[Stored data entries]
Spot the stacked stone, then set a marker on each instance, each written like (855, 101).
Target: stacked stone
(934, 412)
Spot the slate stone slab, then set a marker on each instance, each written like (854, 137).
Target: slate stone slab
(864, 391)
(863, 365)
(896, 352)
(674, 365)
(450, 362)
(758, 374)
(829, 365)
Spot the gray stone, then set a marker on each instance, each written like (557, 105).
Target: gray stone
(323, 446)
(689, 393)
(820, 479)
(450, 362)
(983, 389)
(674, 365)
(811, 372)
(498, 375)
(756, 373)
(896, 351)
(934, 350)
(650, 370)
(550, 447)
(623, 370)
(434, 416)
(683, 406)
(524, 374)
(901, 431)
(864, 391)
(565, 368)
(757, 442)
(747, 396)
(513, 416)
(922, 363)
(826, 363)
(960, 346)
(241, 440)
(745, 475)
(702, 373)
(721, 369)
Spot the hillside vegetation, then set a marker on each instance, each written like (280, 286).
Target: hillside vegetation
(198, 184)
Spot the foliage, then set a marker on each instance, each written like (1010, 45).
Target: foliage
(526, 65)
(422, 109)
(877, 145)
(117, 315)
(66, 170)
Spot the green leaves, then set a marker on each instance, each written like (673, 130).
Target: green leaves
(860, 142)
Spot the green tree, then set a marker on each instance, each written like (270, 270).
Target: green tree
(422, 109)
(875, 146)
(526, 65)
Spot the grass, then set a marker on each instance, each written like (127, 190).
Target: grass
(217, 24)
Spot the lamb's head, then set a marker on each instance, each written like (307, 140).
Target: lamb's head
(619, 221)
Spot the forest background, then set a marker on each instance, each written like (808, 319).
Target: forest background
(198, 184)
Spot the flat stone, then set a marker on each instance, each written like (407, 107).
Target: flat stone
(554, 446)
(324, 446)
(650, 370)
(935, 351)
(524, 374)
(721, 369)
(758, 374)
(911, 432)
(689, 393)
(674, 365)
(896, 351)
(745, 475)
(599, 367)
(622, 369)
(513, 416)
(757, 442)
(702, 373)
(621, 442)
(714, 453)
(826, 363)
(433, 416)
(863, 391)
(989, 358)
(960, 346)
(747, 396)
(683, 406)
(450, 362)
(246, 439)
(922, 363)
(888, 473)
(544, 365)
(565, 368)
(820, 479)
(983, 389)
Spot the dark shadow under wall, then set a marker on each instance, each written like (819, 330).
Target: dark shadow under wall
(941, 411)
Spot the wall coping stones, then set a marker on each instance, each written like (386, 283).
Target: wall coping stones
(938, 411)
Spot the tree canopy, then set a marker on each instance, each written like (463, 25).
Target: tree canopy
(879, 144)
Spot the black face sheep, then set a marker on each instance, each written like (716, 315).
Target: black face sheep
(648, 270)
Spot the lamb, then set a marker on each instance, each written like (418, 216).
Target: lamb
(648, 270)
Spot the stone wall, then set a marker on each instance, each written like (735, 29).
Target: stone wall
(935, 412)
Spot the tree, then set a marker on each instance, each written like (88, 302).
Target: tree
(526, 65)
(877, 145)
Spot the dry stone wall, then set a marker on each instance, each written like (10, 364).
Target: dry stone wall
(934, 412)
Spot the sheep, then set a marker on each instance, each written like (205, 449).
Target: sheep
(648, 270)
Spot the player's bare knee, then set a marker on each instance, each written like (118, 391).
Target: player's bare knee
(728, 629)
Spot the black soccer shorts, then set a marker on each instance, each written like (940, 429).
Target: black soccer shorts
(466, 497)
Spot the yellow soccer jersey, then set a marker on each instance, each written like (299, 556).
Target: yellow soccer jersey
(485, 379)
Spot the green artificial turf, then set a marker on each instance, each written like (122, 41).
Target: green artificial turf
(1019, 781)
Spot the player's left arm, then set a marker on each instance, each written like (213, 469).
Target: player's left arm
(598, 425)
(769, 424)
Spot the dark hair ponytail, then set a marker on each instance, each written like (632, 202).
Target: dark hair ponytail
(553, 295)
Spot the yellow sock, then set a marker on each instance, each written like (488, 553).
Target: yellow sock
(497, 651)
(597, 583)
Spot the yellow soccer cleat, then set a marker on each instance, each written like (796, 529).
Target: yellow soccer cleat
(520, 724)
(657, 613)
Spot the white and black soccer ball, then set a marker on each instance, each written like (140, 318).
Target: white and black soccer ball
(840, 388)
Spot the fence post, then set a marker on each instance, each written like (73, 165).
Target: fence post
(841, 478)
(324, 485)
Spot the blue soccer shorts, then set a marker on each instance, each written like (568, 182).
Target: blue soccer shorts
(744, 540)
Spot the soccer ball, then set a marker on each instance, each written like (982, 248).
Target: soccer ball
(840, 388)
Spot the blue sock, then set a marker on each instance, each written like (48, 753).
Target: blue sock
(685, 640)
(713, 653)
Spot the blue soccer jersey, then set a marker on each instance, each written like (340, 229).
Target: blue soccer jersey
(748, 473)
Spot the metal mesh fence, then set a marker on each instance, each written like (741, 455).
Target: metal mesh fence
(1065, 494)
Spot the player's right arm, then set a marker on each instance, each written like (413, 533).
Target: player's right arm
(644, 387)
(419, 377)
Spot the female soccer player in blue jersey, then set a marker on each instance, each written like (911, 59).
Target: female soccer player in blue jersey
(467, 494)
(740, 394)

**PROBLEM REQUIREMENTS:** Your output should be an exact copy of the lines from the one containing "Target: player's right arm" through the last line of the data above.

**TASK OUTPUT:**
Target: player's right arm
(644, 387)
(419, 377)
Spot the female soccer player in blue jersey, then set a marker on each instance, each written like (911, 59).
Target: female soccer player in blue jersey
(467, 494)
(740, 394)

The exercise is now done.